DIRECTIVE: Locate every line in the listing below that contains the word "logo" and copy each of those lines.

⁂

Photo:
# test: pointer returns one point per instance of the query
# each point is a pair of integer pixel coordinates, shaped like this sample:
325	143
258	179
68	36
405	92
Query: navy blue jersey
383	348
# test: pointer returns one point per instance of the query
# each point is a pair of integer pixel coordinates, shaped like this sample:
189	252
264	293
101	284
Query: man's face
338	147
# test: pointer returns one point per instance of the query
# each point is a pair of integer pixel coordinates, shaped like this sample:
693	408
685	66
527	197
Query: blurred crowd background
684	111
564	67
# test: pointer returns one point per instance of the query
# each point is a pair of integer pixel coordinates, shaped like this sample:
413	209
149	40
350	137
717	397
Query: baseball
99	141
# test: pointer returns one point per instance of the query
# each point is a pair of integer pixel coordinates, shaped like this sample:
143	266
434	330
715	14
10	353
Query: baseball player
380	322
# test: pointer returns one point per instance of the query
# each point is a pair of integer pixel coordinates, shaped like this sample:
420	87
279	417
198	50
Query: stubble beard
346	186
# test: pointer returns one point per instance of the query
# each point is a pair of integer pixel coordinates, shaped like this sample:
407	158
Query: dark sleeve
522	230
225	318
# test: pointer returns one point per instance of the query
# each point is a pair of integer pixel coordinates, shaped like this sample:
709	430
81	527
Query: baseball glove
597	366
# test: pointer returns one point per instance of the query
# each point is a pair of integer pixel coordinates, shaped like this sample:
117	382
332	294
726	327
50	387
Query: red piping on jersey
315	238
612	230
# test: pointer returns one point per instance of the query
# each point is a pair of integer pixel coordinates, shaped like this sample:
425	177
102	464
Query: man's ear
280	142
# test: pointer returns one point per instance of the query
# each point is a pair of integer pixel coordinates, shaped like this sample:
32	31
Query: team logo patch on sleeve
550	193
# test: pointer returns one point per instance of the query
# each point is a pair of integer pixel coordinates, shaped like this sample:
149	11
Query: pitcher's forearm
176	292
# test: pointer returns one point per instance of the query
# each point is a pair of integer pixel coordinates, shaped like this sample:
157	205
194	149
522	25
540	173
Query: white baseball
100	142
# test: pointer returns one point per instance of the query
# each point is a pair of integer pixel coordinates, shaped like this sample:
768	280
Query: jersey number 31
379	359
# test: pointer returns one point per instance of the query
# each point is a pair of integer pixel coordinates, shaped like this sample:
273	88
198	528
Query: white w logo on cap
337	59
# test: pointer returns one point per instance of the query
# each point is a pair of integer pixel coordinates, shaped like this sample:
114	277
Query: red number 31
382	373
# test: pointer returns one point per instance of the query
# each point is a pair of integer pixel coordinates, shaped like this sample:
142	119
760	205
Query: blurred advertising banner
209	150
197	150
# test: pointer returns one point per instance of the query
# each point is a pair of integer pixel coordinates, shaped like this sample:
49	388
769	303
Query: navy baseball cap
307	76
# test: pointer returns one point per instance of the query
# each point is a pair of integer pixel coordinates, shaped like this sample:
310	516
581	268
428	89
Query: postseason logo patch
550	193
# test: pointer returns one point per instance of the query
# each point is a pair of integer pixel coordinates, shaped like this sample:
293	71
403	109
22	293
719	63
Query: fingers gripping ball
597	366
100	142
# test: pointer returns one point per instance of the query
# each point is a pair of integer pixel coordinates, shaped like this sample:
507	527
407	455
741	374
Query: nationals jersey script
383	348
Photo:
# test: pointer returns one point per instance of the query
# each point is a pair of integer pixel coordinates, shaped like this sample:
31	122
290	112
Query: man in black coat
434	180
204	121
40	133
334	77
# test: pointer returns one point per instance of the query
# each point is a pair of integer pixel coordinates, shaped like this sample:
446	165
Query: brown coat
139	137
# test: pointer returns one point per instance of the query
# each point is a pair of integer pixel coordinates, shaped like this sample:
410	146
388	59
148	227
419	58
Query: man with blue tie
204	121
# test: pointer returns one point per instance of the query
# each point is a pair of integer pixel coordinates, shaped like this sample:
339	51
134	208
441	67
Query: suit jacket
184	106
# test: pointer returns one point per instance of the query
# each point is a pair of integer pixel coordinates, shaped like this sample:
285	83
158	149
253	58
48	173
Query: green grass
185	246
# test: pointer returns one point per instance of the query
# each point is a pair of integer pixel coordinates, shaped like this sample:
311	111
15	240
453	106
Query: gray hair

⁂

COMPLETED EXERCISE:
Query: team logo patch on sleeve
Query: white w logo on cap
Query: postseason logo patch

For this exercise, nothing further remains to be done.